Der Tagesspiegel; Anke Sterneborg; 1988
Der Film führt, in extrem stilisierten, atmosphärisch dichten Bildern, in eine künstlische Welt. Das Lebensgefühl, das er vermittelt, zeugt – deutlich geprägt durch Erlebnisse und Erfahrungen nach Tschernobyl – von Trotz gegen Resignation, von Kraft zum Widerstand. Aber der Film gaukelt nichts vor: Wie die Menschen ihre Götter und Götzen schaffen, so schaffen sie auch ihre Hoffnungen, utopien, Illusionen. In ‚Nihil…‘ wird die Konstruktion sichtbar: als Konstruiertes, der Traum erkennbar: als Geträumtes. Ein Lob auch dafür, dass der Film wieder einmal daran erinnert, welche Besondere Bedeutung die Farbe Schwarz für das Kino hat.
Belobigung der Jury; Dr. Norbert Grob; Wilhelmshavener Maritime Filmtage 89
Nix Babylon, Asshole !
Chronik eines abgelaufenen Films
von Uli M Schueppel, Berlin Oktober 1987
SOMMER 86 – Hab die Tage ziemlich heiß in Erinnerung. ODER? Gerade mal auszuhalten an irgendeinem Tresen, direkt unter dem rotierenden Ventilator, den Screwdriver an den Fingern klebend. Oder besser noch im „Gift“, unter der Erde – unter uns. Da war dann auch JEDER, nachmittags, noch wach, wieder wach, seit Tagen wach – verschlafen.

#### Daten:

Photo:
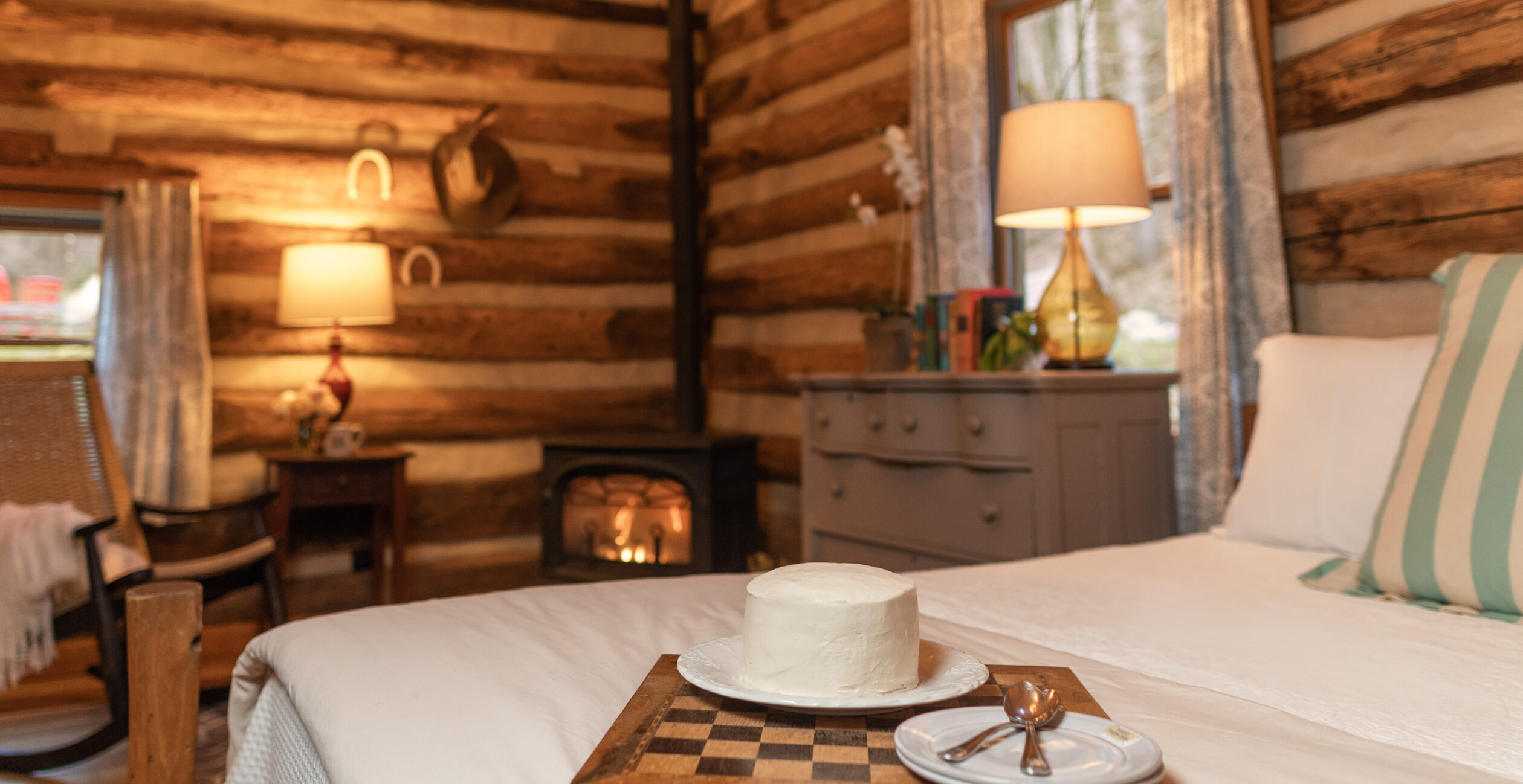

#### Zu erledigen:
**a.** Beantworte anhand des Auszugs zum Film ‚Nihil…‘ diese Fragen:
(i) Wer ist als Verfasser der Belobigung der Jury genannt?
(ii) Welche Farbe hat laut der Belobigung eine besondere Bedeutung für das Kino?
(iii) Wie heißt der Ort „unter der Erde“, an dem nachmittags jeder war?
**b.** Liefere die Fortsetzung des Auszugs zum Film ‚Nihil…‘ im Anschluss an seinen letzten Satz.

#### Antworten:
**a.**
(i) Dr. Norbert Grob
(ii) Schwarz
(iii) „Gift“

**b.**
Irgendwelche Fußballmeisterschaften beherrschten die Öffentlichkeit, Europa – die Welt? Aus irgendeiner dieser Reportagen griff ich mir jedenfalls meinen Arbeitstitel. Ein Stürmer umtrippelt den Torwart, und schießt am leeren Tor vorbei: „…aber er hatte doch ALLE ZEIT DER WELT…“
In den Nächten entstanden die Scriptvorläufer. Meist saß ich in irgendeiner Ecke des Hansa Studios. Hintereinander nahmen die „Einstürzenden Neubauten“, Nick Cave und seine „Bad Seeds“ und „Crime & The City Solution“ dort ihre Alben auf. Ich musste jedenfalls nur die Augen schließen und schon flimmerte der Projektor ab, es wucherten Bilder wie Unkraut zu den neu entstehenden Klängen. Hier fühlte ich die Stimmung, die ruhig-intensive Atmosphäre, die den Film einmal tragen sollte. Es entstand die Parabel und das Balladeske. Wichtiger als Geschichte und Handlung sollte die expressive Stärke und Poesie der Bilder sein.
Keine Realität, kein Heute sollte direkt gezeigt werden, sondern sich nur in der Präsenz, in den Gesichtern der Darsteller widerspiegeln. Keine Straßen, keine Autos, keine Menschen, kein Berlin. Und doch sollte WestBerlin, und kein anderer Ort durch den ganzen Film hindurch anwesend sein, das gezeigte Gefühl, und auch das Weltbild sollte nur hier Ende der 80er entstanden sein können.
Überall bildeten sich (kleine) Gruppen, Energien, die verzweifelt sich nach VORN bewegen. Irgendwohin. Illusion ohne Hoffnung – Verlierer, die zu Helden werden. Kein Ziel (welches?) zählt mehr. Nur die Bewegung… Fort.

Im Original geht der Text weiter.